● **Written task**
In full and without alteration, give the listing again.

-*-*-

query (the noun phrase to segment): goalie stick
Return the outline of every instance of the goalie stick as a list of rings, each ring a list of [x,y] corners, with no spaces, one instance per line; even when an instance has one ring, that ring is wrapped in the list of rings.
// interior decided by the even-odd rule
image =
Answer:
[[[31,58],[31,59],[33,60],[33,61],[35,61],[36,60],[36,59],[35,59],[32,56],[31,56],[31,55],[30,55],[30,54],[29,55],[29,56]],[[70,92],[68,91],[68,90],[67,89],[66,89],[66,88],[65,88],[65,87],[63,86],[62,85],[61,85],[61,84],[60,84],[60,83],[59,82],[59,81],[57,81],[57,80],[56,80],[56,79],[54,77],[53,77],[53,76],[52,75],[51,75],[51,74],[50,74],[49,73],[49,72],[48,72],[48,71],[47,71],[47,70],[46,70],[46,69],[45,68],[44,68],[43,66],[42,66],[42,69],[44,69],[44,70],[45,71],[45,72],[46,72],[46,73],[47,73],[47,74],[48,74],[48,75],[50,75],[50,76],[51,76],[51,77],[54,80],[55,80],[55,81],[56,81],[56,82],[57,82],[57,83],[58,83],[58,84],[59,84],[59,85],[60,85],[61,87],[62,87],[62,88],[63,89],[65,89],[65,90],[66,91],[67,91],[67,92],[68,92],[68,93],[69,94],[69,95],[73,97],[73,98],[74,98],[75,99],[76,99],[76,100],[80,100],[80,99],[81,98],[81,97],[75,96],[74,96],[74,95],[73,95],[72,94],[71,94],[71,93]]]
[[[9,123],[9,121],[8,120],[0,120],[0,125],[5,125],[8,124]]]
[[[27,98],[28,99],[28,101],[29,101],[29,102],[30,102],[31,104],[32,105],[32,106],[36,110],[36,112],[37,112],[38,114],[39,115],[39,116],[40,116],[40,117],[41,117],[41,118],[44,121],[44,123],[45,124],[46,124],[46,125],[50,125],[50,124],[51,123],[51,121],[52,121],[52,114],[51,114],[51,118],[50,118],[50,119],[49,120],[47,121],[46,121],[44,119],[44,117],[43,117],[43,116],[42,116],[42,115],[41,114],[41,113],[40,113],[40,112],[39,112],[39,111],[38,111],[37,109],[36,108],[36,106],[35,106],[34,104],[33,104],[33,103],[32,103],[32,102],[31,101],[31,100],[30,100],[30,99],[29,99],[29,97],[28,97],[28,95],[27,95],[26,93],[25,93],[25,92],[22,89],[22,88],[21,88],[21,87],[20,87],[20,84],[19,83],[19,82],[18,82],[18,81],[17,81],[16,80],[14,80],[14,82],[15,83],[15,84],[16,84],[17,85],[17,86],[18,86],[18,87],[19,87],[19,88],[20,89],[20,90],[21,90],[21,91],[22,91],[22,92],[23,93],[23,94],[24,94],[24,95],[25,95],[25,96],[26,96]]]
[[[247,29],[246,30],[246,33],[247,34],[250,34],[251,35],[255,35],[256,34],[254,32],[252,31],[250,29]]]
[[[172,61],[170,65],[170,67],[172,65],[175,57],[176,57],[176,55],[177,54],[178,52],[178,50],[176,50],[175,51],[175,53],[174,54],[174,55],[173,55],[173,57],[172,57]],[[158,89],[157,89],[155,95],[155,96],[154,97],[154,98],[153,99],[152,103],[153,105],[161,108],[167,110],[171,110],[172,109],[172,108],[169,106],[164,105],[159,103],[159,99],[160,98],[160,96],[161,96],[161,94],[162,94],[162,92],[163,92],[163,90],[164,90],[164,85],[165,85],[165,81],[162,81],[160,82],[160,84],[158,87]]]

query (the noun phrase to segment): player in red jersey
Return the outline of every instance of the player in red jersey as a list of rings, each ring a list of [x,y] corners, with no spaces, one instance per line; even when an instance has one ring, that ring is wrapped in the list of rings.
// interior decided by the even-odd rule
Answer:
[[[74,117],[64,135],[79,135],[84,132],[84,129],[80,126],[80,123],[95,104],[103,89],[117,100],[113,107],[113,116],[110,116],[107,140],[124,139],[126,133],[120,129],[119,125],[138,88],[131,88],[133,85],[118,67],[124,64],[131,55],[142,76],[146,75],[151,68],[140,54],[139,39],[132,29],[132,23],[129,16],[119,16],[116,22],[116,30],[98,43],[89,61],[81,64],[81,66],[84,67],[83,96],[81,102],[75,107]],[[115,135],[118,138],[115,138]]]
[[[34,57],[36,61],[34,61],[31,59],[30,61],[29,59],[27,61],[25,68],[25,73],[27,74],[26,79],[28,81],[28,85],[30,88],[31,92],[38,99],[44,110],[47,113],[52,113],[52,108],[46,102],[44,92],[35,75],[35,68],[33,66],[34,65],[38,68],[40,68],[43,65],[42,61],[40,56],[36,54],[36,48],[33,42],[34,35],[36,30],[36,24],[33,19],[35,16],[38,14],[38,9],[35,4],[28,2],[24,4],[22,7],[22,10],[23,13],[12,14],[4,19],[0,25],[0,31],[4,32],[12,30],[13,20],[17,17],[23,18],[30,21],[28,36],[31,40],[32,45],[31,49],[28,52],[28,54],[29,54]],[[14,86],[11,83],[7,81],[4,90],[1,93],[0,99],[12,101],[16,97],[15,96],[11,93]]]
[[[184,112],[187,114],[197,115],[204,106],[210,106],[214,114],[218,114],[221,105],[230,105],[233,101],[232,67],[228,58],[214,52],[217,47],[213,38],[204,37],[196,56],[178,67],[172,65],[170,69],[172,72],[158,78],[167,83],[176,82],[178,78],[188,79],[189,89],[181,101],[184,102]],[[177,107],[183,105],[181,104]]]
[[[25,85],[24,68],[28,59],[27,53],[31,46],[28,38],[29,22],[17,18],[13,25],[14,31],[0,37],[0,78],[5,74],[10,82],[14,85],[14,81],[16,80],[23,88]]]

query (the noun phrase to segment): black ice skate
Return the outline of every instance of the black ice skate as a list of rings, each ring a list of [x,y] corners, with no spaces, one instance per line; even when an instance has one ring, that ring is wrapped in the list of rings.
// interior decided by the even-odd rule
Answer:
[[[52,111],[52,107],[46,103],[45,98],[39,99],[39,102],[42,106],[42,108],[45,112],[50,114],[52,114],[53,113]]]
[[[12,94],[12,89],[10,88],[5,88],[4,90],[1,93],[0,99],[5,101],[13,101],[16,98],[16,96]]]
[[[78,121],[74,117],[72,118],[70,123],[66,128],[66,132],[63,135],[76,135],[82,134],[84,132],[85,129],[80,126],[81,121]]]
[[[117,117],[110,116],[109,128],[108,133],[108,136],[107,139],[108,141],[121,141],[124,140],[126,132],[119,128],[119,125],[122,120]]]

-*-*-

● **Reply**
query (the noun phrase to segment): goalie stick
Return the outline of every instance of the goalie stick as a list of rings, each ring a list of [x,y] corners, with no spaces, one instance per line; even when an instance has one ring, that ring is wrapped in the list of rings.
// interior decided by the even-odd rule
image =
Answer:
[[[31,58],[31,59],[33,60],[33,61],[35,61],[36,60],[36,59],[35,59],[32,56],[31,56],[31,55],[30,55],[30,54],[29,55],[29,56]],[[70,92],[68,91],[68,90],[67,89],[66,89],[66,88],[65,88],[65,87],[63,86],[62,85],[61,85],[61,84],[60,84],[60,83],[59,82],[59,81],[57,81],[57,80],[56,80],[56,79],[54,77],[53,77],[53,76],[52,75],[51,75],[51,74],[50,74],[49,73],[49,72],[48,72],[48,71],[47,71],[47,70],[46,70],[46,69],[45,68],[44,68],[43,66],[42,66],[42,69],[44,69],[44,70],[45,71],[45,72],[46,72],[46,73],[47,73],[47,74],[48,74],[48,75],[50,75],[50,76],[51,76],[51,77],[54,80],[55,80],[55,81],[56,81],[56,82],[57,82],[57,83],[58,83],[58,84],[59,84],[59,85],[60,85],[61,87],[62,87],[62,88],[63,89],[65,89],[65,90],[66,91],[67,91],[67,92],[68,92],[68,93],[69,94],[69,95],[73,97],[73,98],[74,98],[75,99],[76,99],[76,100],[80,100],[80,99],[81,98],[81,97],[75,96],[74,96],[74,95],[73,95],[72,94],[71,94],[71,93]]]
[[[9,123],[9,121],[8,120],[0,120],[0,125],[5,125],[8,124]]]
[[[27,98],[28,99],[28,101],[29,101],[29,102],[30,102],[31,104],[32,105],[32,106],[36,110],[36,112],[37,112],[38,114],[39,115],[39,116],[40,116],[40,117],[41,117],[41,118],[44,121],[44,123],[45,124],[46,124],[46,125],[50,125],[50,124],[51,123],[51,121],[52,121],[52,114],[51,114],[51,118],[50,118],[50,119],[49,120],[47,121],[46,121],[44,119],[44,117],[43,117],[43,116],[42,116],[42,115],[41,114],[41,113],[40,113],[40,112],[39,112],[39,111],[38,111],[37,109],[36,108],[36,106],[35,106],[34,104],[33,104],[33,103],[32,103],[32,102],[31,101],[31,100],[30,100],[30,99],[29,99],[29,97],[28,97],[28,95],[27,95],[26,93],[25,93],[25,92],[22,89],[22,88],[21,88],[21,87],[20,87],[20,84],[19,83],[19,82],[18,82],[18,81],[17,81],[16,80],[14,80],[14,82],[15,83],[15,84],[16,84],[17,85],[17,86],[18,86],[18,87],[19,87],[19,88],[20,89],[20,90],[21,90],[21,91],[22,91],[22,92],[23,93],[23,94],[24,94],[24,95],[25,95],[25,96],[26,96]]]
[[[247,29],[246,30],[246,33],[247,34],[250,34],[251,35],[255,35],[256,34],[254,32],[252,31],[250,29]]]
[[[172,61],[170,65],[170,67],[172,65],[175,57],[176,57],[176,55],[177,54],[178,52],[178,50],[176,50],[175,51],[175,53],[174,54],[174,55],[173,55],[173,57],[172,57]],[[158,89],[157,89],[155,95],[155,96],[154,97],[154,98],[153,99],[152,103],[153,105],[161,108],[167,110],[171,110],[172,109],[172,108],[169,106],[164,105],[159,103],[159,99],[160,98],[160,96],[161,96],[161,94],[162,94],[162,92],[163,92],[163,90],[164,90],[164,85],[165,85],[165,81],[162,81],[160,82],[160,84],[158,87]]]

query (the noun phrase to segment): player in red jersey
Return the outline of every instance of the player in red jersey as a list of rings, each ring a list of [x,y] corners, with no spaces, one instance per line; even when an instance has one ring, that ring is wrapped in the list of rings.
// interior decided by the even-odd rule
Answer:
[[[74,117],[64,135],[79,135],[84,132],[84,129],[80,126],[80,123],[95,104],[103,89],[117,100],[113,107],[113,116],[110,116],[107,140],[124,139],[126,133],[120,129],[119,125],[138,88],[131,88],[133,85],[118,67],[124,64],[131,55],[142,76],[146,75],[151,68],[140,54],[139,39],[132,29],[132,23],[129,16],[119,16],[116,22],[116,30],[98,43],[89,61],[81,64],[81,66],[84,67],[83,96],[81,102],[75,107]],[[115,135],[118,138],[115,138]]]
[[[34,57],[36,61],[34,61],[31,59],[30,61],[29,59],[27,61],[25,68],[25,73],[27,74],[26,79],[28,81],[28,85],[30,88],[31,92],[38,99],[44,110],[47,113],[52,113],[52,108],[46,102],[44,92],[35,75],[35,68],[33,66],[34,65],[38,68],[40,68],[43,65],[42,61],[40,56],[36,54],[36,48],[33,42],[34,35],[36,30],[36,24],[33,19],[35,16],[38,14],[38,9],[35,4],[28,2],[24,4],[22,7],[22,10],[23,13],[12,14],[4,19],[0,25],[0,31],[4,32],[12,30],[13,20],[17,17],[23,18],[30,21],[28,36],[31,40],[32,45],[31,49],[28,52],[28,54],[29,54]],[[14,86],[11,83],[7,81],[4,90],[1,93],[0,99],[12,101],[16,97],[15,96],[11,93]]]
[[[184,112],[187,114],[197,115],[204,106],[210,106],[214,114],[218,114],[221,105],[230,105],[233,101],[232,67],[228,58],[214,52],[217,47],[213,38],[204,37],[196,56],[178,67],[172,65],[170,69],[172,72],[158,78],[167,83],[176,82],[178,78],[188,79],[189,89],[181,101],[184,102]],[[177,107],[183,105],[181,104]]]
[[[25,85],[24,68],[28,59],[27,53],[31,46],[28,38],[29,22],[17,18],[13,25],[14,31],[0,37],[0,78],[5,74],[10,82],[14,85],[14,81],[16,80],[23,88]]]

query (the noun phrase to segment): black ice skate
Return the outline of every instance of the black ice skate as a list of rings, each ring a list of [x,y] corners, with no spaces, one instance per line; even when an instance has one ring, that ring is wrapped in the list of rings.
// interior decided by the even-odd rule
Answer:
[[[52,111],[52,107],[46,103],[45,98],[39,99],[39,102],[42,106],[42,108],[45,112],[50,114],[52,114],[53,113]]]
[[[12,94],[12,89],[10,88],[5,88],[4,90],[1,93],[0,99],[5,101],[13,101],[16,98],[16,96]]]
[[[78,121],[74,117],[72,118],[70,123],[66,128],[66,132],[63,135],[76,135],[82,134],[84,132],[85,129],[80,126],[81,121]]]
[[[117,117],[110,116],[109,128],[108,133],[108,136],[107,139],[108,141],[121,141],[124,140],[126,132],[119,128],[119,125],[122,120]]]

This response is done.